Data records
--- start ---
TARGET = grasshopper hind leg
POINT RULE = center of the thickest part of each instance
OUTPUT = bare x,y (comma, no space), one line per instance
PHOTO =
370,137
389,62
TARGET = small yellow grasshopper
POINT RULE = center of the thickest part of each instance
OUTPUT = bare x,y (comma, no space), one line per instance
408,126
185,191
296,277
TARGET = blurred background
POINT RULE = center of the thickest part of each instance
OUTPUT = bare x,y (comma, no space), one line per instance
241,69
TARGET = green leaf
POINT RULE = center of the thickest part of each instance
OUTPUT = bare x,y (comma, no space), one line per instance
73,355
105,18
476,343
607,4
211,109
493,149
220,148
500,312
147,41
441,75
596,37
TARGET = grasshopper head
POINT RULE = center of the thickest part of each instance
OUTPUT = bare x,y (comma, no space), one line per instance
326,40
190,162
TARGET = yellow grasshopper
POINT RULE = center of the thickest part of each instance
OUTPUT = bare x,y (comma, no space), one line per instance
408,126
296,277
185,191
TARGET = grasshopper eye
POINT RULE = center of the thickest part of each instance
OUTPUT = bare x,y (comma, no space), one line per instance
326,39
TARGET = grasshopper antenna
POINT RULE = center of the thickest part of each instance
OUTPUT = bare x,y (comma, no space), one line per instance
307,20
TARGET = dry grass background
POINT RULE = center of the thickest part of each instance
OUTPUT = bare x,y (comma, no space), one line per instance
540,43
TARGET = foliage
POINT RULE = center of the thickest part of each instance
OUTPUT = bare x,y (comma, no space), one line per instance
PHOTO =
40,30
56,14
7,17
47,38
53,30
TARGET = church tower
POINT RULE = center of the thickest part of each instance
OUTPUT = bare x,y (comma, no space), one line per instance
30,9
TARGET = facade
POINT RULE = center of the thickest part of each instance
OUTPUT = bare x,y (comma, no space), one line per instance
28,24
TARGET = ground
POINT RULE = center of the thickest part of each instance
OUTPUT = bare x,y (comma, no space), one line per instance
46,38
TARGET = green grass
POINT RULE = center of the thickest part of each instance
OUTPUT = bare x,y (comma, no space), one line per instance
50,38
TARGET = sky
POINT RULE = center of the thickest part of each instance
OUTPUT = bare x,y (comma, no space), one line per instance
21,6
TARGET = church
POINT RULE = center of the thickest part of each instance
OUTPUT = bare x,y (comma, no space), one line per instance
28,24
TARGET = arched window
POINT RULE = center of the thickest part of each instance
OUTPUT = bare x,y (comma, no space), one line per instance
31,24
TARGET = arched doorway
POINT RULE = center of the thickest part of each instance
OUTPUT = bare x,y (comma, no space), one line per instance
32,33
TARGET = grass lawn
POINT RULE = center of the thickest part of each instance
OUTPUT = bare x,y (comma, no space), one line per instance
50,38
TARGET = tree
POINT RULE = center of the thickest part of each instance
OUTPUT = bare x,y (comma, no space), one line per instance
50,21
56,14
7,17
--- end ---
Copy out, word for word, the portion of the records that begins with the line containing "TARGET = ground" and continues through the end of the records, with both the first and the last line included.

**EXERCISE SOLUTION:**
TARGET = ground
POINT RULE = center of the thickest part of each instance
OUTPUT = bare x,y (comma, no space), one line per instance
46,38
TARGET = green grass
POINT RULE = center of the thickest part of each instance
OUTPUT = bare x,y (comma, no space), one line per instance
50,38
TARGET = sky
POINT RULE = center of the thickest part of each instance
OUTPUT = bare x,y (comma, no space), one line per instance
21,6
TARGET = church
POINT RULE = center of the thickest part of each instance
OUTPUT = bare x,y (comma, no space), one line per instance
28,24
TARGET = arched window
POINT RULE = center of the thickest part of each instance
OUTPUT = bare x,y (comma, no space), one line per instance
31,24
TARGET = arched doorway
POINT RULE = center of the thickest part of each instance
OUTPUT = bare x,y (comma, no space), one line per instance
32,33
TARGET = grass lawn
POINT RULE = center of the thickest part of each instance
OUTPUT = bare x,y (comma, no space), one line per instance
50,38
TARGET = tree
POINT RULE = center of the thickest part of each instance
OUTPUT = bare x,y (comma, no space), one line per instance
50,21
56,14
7,17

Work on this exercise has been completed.